> GOAL: Pick out every line in the listing below that contains the word "watercress", and treat uppercase and lowercase as different.

> MATERIAL FOR THIS TASK:
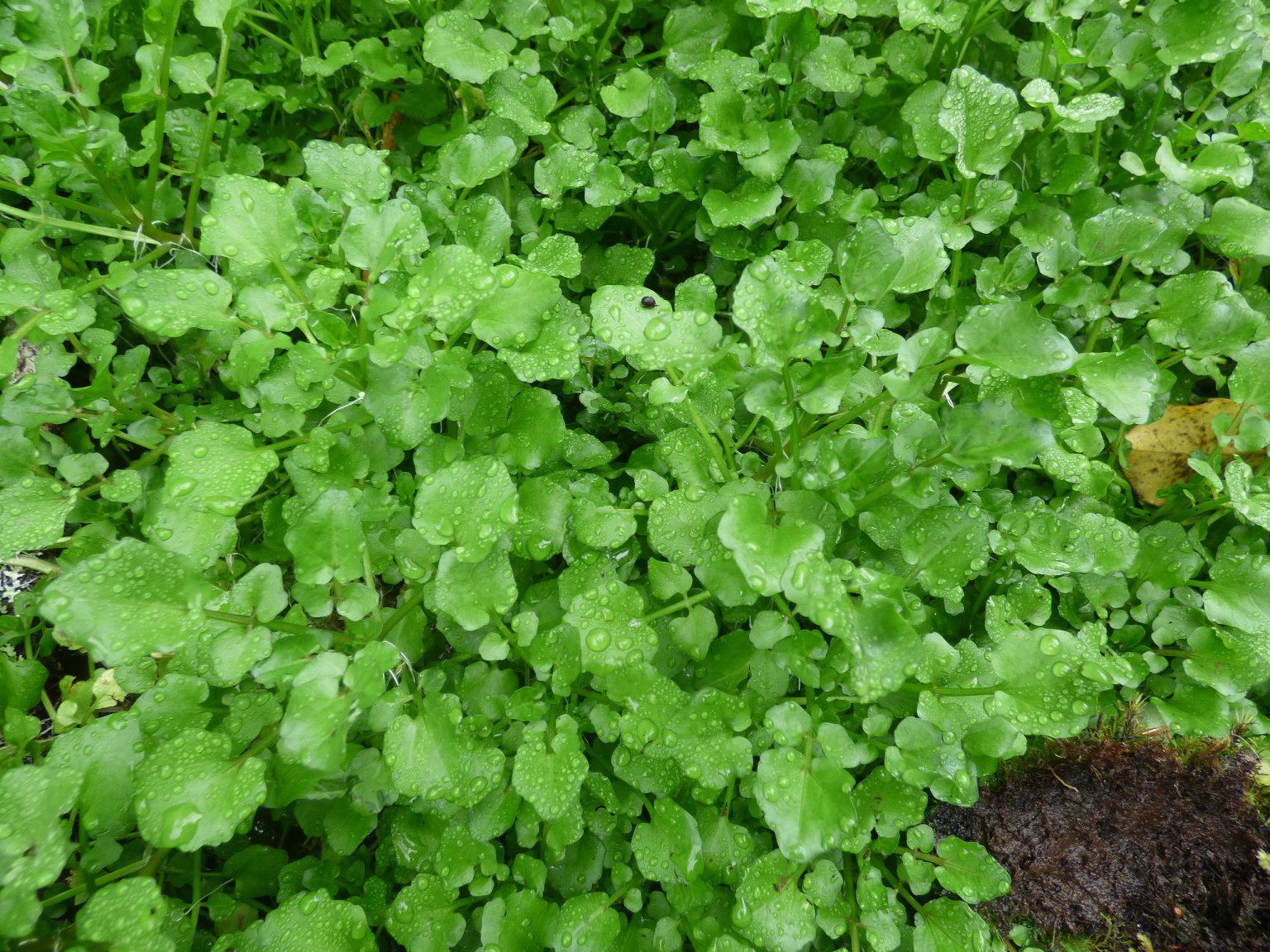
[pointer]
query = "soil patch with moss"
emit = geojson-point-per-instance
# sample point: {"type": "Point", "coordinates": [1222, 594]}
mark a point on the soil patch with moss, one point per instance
{"type": "Point", "coordinates": [1128, 836]}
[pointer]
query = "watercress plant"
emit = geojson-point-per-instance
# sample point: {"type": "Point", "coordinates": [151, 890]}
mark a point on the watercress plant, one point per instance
{"type": "Point", "coordinates": [585, 475]}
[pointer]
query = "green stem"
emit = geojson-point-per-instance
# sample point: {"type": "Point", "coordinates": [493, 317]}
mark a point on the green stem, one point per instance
{"type": "Point", "coordinates": [145, 867]}
{"type": "Point", "coordinates": [678, 607]}
{"type": "Point", "coordinates": [99, 230]}
{"type": "Point", "coordinates": [602, 46]}
{"type": "Point", "coordinates": [160, 113]}
{"type": "Point", "coordinates": [1149, 128]}
{"type": "Point", "coordinates": [101, 281]}
{"type": "Point", "coordinates": [402, 612]}
{"type": "Point", "coordinates": [268, 734]}
{"type": "Point", "coordinates": [248, 622]}
{"type": "Point", "coordinates": [213, 111]}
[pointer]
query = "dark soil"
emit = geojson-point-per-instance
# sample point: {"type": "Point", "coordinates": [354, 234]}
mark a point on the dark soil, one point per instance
{"type": "Point", "coordinates": [1123, 834]}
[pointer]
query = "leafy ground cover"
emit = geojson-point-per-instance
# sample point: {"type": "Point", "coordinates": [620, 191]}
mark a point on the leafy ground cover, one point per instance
{"type": "Point", "coordinates": [590, 475]}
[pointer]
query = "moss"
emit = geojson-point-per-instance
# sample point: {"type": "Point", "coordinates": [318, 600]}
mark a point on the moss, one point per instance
{"type": "Point", "coordinates": [1129, 840]}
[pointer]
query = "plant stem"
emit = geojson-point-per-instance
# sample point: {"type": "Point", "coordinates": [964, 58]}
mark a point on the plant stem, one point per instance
{"type": "Point", "coordinates": [213, 111]}
{"type": "Point", "coordinates": [160, 113]}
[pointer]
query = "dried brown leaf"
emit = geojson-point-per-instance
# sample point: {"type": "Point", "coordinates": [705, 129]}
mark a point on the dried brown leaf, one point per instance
{"type": "Point", "coordinates": [1160, 450]}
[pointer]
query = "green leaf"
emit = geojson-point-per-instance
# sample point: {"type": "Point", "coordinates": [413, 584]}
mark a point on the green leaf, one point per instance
{"type": "Point", "coordinates": [127, 916]}
{"type": "Point", "coordinates": [106, 752]}
{"type": "Point", "coordinates": [1241, 229]}
{"type": "Point", "coordinates": [585, 924]}
{"type": "Point", "coordinates": [353, 173]}
{"type": "Point", "coordinates": [771, 911]}
{"type": "Point", "coordinates": [131, 601]}
{"type": "Point", "coordinates": [808, 804]}
{"type": "Point", "coordinates": [175, 301]}
{"type": "Point", "coordinates": [609, 623]}
{"type": "Point", "coordinates": [746, 206]}
{"type": "Point", "coordinates": [384, 238]}
{"type": "Point", "coordinates": [473, 159]}
{"type": "Point", "coordinates": [995, 432]}
{"type": "Point", "coordinates": [1203, 315]}
{"type": "Point", "coordinates": [652, 338]}
{"type": "Point", "coordinates": [517, 309]}
{"type": "Point", "coordinates": [1118, 232]}
{"type": "Point", "coordinates": [459, 45]}
{"type": "Point", "coordinates": [949, 926]}
{"type": "Point", "coordinates": [469, 506]}
{"type": "Point", "coordinates": [33, 514]}
{"type": "Point", "coordinates": [191, 795]}
{"type": "Point", "coordinates": [782, 317]}
{"type": "Point", "coordinates": [1250, 383]}
{"type": "Point", "coordinates": [1128, 383]}
{"type": "Point", "coordinates": [433, 757]}
{"type": "Point", "coordinates": [766, 552]}
{"type": "Point", "coordinates": [1239, 596]}
{"type": "Point", "coordinates": [211, 475]}
{"type": "Point", "coordinates": [305, 921]}
{"type": "Point", "coordinates": [35, 850]}
{"type": "Point", "coordinates": [870, 260]}
{"type": "Point", "coordinates": [422, 916]}
{"type": "Point", "coordinates": [471, 593]}
{"type": "Point", "coordinates": [327, 540]}
{"type": "Point", "coordinates": [549, 774]}
{"type": "Point", "coordinates": [451, 282]}
{"type": "Point", "coordinates": [668, 850]}
{"type": "Point", "coordinates": [1015, 338]}
{"type": "Point", "coordinates": [1043, 689]}
{"type": "Point", "coordinates": [249, 222]}
{"type": "Point", "coordinates": [969, 871]}
{"type": "Point", "coordinates": [1215, 163]}
{"type": "Point", "coordinates": [983, 120]}
{"type": "Point", "coordinates": [1199, 31]}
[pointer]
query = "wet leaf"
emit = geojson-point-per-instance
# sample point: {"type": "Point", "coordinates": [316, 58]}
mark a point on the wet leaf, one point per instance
{"type": "Point", "coordinates": [191, 795]}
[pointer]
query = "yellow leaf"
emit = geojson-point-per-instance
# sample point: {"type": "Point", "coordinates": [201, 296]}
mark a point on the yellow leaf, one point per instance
{"type": "Point", "coordinates": [1160, 450]}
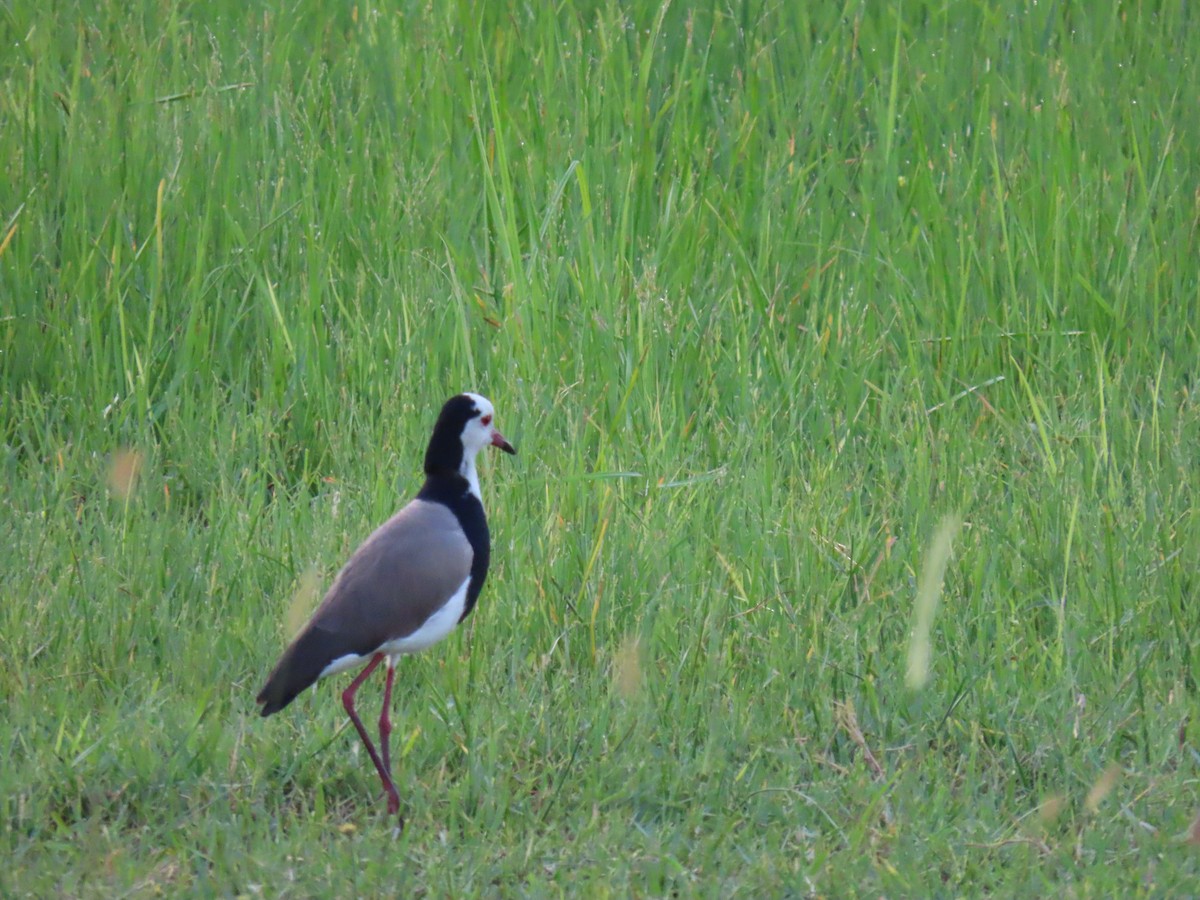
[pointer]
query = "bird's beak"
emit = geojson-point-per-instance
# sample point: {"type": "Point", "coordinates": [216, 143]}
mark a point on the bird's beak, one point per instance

> SOLUTION FOR THIS TASK:
query = "watercress plant"
mark a point on the watercress plant, one point per instance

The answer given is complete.